═══ DATASET ROWS

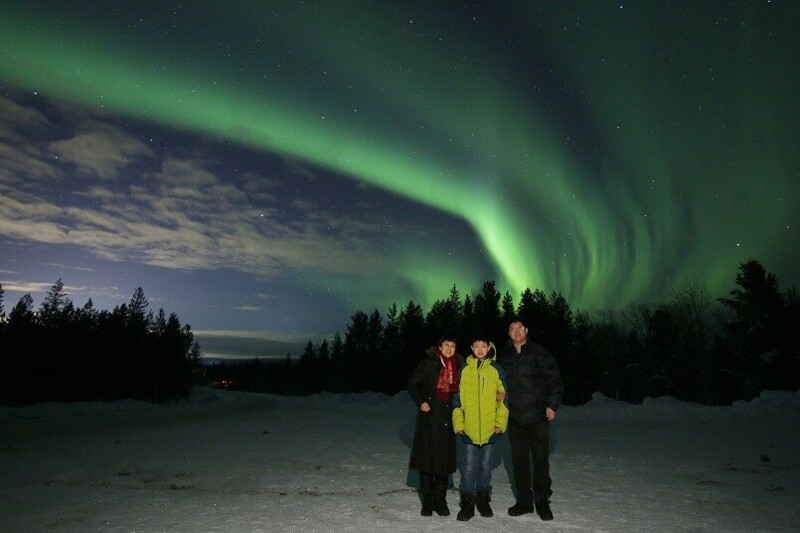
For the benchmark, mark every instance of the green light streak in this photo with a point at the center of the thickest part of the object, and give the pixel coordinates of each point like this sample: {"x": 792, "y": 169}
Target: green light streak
{"x": 414, "y": 115}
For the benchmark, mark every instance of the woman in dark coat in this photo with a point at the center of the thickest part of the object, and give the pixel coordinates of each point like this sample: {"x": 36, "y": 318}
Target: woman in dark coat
{"x": 433, "y": 454}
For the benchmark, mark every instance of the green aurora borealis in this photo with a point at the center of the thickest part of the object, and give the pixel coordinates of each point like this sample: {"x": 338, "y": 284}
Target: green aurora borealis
{"x": 610, "y": 152}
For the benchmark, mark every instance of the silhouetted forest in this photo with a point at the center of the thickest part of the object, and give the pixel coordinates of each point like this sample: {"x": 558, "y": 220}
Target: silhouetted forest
{"x": 691, "y": 347}
{"x": 62, "y": 353}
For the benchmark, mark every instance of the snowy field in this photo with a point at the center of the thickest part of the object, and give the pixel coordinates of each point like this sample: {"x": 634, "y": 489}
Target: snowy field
{"x": 238, "y": 462}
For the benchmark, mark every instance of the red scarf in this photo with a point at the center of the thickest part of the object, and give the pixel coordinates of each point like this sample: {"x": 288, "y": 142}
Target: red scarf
{"x": 448, "y": 378}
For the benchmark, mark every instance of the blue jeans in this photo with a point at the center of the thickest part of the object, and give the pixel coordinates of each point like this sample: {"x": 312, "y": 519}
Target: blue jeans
{"x": 476, "y": 473}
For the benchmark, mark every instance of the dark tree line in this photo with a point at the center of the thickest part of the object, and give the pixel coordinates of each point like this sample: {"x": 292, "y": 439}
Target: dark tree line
{"x": 691, "y": 347}
{"x": 63, "y": 353}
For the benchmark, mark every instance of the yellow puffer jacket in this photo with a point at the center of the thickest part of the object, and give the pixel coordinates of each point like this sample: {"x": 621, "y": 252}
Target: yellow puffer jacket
{"x": 476, "y": 409}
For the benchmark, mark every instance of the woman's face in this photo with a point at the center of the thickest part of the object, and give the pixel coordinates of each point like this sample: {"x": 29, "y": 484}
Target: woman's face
{"x": 448, "y": 348}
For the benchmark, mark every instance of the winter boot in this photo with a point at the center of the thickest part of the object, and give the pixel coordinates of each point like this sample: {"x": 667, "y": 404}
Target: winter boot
{"x": 519, "y": 509}
{"x": 467, "y": 507}
{"x": 439, "y": 496}
{"x": 426, "y": 494}
{"x": 543, "y": 509}
{"x": 482, "y": 500}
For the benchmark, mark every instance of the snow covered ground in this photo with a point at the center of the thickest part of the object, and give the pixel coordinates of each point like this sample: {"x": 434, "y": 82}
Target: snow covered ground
{"x": 228, "y": 461}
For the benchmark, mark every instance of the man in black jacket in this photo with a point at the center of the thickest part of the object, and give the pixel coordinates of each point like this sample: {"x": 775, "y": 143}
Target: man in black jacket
{"x": 534, "y": 396}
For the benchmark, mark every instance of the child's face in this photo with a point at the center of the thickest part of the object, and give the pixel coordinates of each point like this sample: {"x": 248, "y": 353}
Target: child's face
{"x": 480, "y": 349}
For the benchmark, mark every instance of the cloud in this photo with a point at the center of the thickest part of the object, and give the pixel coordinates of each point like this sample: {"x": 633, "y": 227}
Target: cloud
{"x": 176, "y": 212}
{"x": 102, "y": 152}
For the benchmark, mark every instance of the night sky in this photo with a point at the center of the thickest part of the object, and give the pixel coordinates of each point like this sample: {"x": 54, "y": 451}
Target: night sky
{"x": 272, "y": 167}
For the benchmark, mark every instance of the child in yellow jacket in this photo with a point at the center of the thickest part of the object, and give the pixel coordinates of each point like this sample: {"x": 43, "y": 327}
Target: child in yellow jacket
{"x": 480, "y": 416}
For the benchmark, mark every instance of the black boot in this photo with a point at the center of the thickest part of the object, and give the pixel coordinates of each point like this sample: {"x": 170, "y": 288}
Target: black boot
{"x": 426, "y": 494}
{"x": 482, "y": 500}
{"x": 439, "y": 496}
{"x": 467, "y": 507}
{"x": 543, "y": 509}
{"x": 519, "y": 509}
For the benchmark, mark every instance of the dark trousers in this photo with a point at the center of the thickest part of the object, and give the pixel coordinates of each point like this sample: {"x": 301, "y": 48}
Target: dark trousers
{"x": 530, "y": 440}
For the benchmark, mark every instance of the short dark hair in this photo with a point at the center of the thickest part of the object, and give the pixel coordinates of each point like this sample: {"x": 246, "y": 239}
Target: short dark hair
{"x": 447, "y": 337}
{"x": 516, "y": 318}
{"x": 481, "y": 336}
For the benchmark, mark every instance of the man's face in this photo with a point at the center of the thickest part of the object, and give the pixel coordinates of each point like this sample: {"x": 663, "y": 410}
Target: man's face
{"x": 480, "y": 349}
{"x": 518, "y": 332}
{"x": 448, "y": 348}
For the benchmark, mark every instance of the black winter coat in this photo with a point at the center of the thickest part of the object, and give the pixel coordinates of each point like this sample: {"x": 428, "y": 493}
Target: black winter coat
{"x": 434, "y": 448}
{"x": 534, "y": 382}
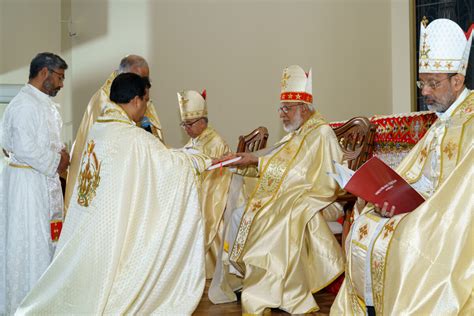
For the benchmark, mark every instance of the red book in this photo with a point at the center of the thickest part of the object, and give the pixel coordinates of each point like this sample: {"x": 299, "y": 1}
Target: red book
{"x": 377, "y": 183}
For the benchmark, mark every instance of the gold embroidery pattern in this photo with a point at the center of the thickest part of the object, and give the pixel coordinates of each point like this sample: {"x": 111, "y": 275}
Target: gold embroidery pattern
{"x": 89, "y": 176}
{"x": 388, "y": 229}
{"x": 378, "y": 261}
{"x": 273, "y": 175}
{"x": 378, "y": 267}
{"x": 182, "y": 100}
{"x": 363, "y": 231}
{"x": 284, "y": 80}
{"x": 423, "y": 154}
{"x": 425, "y": 49}
{"x": 449, "y": 149}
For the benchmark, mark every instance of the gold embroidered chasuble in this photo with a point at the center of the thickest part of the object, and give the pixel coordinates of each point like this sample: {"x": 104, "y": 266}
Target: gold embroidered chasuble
{"x": 284, "y": 248}
{"x": 133, "y": 242}
{"x": 420, "y": 262}
{"x": 214, "y": 190}
{"x": 93, "y": 111}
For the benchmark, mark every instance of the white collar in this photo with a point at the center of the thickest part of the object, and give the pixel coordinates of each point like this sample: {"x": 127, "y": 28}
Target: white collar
{"x": 447, "y": 114}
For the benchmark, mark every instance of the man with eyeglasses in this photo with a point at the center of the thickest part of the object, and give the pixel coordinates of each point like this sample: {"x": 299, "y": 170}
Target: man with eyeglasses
{"x": 31, "y": 200}
{"x": 133, "y": 241}
{"x": 278, "y": 247}
{"x": 215, "y": 183}
{"x": 420, "y": 263}
{"x": 130, "y": 63}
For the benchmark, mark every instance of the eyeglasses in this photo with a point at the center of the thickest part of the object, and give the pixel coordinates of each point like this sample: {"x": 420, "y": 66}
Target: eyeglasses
{"x": 286, "y": 108}
{"x": 189, "y": 124}
{"x": 61, "y": 76}
{"x": 432, "y": 84}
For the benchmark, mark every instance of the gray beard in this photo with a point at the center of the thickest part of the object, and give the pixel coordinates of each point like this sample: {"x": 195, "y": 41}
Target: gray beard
{"x": 297, "y": 122}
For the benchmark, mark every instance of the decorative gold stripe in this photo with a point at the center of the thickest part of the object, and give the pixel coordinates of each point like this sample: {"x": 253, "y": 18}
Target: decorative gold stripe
{"x": 386, "y": 257}
{"x": 14, "y": 165}
{"x": 360, "y": 245}
{"x": 113, "y": 120}
{"x": 332, "y": 280}
{"x": 441, "y": 160}
{"x": 461, "y": 140}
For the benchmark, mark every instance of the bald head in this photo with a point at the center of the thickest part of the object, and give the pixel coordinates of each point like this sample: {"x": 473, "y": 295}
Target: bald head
{"x": 134, "y": 64}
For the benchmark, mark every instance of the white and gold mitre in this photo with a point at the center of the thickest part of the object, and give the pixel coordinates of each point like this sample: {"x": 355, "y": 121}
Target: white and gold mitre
{"x": 296, "y": 85}
{"x": 444, "y": 47}
{"x": 192, "y": 104}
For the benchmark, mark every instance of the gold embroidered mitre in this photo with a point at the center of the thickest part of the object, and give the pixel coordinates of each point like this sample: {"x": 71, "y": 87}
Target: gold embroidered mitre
{"x": 296, "y": 85}
{"x": 192, "y": 104}
{"x": 444, "y": 47}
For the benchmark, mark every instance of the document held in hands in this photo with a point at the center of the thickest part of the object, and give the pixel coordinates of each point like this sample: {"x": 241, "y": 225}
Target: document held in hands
{"x": 377, "y": 183}
{"x": 224, "y": 163}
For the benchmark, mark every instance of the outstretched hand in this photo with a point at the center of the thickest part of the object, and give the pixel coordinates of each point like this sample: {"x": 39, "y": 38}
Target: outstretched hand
{"x": 385, "y": 210}
{"x": 247, "y": 159}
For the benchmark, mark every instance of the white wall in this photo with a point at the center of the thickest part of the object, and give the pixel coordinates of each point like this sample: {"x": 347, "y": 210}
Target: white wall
{"x": 402, "y": 51}
{"x": 359, "y": 51}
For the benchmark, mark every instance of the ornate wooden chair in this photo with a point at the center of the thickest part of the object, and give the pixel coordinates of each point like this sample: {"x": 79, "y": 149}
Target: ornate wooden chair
{"x": 256, "y": 140}
{"x": 356, "y": 138}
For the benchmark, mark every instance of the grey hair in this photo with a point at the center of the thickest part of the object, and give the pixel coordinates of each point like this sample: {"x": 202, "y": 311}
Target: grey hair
{"x": 131, "y": 61}
{"x": 49, "y": 60}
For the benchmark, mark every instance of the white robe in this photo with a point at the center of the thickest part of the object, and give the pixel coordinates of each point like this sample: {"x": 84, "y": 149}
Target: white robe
{"x": 30, "y": 195}
{"x": 133, "y": 239}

══════

▸ WHAT THE TASK ASKS: Rewrite the lines of the entries as a Markdown table with columns "Row" and "Line", starting at the line containing "For the benchmark, mark every instance of the white robe" and running through the last line of the entries. Number each row, and omit any blank lines.

▸ ANSWER TO THIS EXERCISE:
| Row | Line |
|---|---|
| 1 | For the benchmark, mark every instance of the white robe in this photo with a point at the center of the thickest part of the object, and give the pixel coordinates of each point like this sample: {"x": 84, "y": 149} |
| 2 | Target: white robe |
| 3 | {"x": 30, "y": 195} |
| 4 | {"x": 133, "y": 239} |